**Exercise goal:** Return every line in the rows below that contains the string "pedestrian", copied without changes. Case counts, so a line matches only if its capital and lowercase letters are the same.

==== Records to process

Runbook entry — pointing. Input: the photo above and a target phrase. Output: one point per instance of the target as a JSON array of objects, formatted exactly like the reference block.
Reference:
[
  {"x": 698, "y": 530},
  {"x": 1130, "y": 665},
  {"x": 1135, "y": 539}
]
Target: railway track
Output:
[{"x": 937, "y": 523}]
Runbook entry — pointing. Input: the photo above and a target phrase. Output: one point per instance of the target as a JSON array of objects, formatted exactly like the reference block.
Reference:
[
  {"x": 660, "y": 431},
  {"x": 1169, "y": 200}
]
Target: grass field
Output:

========
==== Records to process

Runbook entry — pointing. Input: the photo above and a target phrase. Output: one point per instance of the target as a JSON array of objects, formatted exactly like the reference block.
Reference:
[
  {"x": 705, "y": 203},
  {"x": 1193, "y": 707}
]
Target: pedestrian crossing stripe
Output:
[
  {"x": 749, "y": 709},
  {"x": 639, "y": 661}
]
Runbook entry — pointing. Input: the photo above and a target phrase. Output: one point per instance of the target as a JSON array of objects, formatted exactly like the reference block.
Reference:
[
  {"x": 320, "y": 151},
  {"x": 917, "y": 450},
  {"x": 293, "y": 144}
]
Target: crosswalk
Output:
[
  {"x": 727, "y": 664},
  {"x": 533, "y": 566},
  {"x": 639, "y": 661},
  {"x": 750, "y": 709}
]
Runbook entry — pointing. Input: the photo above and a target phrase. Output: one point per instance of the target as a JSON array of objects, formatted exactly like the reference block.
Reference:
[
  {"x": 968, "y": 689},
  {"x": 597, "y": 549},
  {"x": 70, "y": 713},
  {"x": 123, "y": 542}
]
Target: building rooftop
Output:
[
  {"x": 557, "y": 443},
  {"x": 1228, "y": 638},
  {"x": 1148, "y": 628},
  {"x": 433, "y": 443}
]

========
==== Records to process

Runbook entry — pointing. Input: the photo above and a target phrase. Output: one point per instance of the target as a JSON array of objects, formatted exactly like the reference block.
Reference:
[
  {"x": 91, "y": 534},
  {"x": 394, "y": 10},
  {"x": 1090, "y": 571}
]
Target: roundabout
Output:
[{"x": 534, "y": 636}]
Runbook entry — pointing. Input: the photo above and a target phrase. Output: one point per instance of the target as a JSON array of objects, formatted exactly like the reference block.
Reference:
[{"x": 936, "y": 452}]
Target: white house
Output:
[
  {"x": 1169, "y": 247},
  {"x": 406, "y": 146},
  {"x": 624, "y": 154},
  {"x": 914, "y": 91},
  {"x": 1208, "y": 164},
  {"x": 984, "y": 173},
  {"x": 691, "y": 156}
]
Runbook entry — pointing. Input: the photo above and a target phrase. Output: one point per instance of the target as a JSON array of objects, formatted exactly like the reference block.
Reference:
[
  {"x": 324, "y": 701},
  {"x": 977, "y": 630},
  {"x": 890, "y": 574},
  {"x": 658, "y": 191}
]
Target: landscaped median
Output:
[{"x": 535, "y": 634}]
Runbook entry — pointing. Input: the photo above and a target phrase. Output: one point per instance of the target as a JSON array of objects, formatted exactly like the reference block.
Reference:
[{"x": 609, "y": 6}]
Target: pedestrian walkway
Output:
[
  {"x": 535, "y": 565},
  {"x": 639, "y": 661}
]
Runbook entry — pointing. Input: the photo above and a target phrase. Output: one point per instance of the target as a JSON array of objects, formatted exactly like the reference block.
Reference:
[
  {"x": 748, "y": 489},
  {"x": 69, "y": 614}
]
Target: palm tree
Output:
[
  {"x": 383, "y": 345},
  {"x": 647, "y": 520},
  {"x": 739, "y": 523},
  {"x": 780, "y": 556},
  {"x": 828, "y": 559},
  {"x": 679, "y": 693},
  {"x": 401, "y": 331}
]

========

**Exercise result:**
Target: pedestrian crossing stripe
Target: pedestrian walkway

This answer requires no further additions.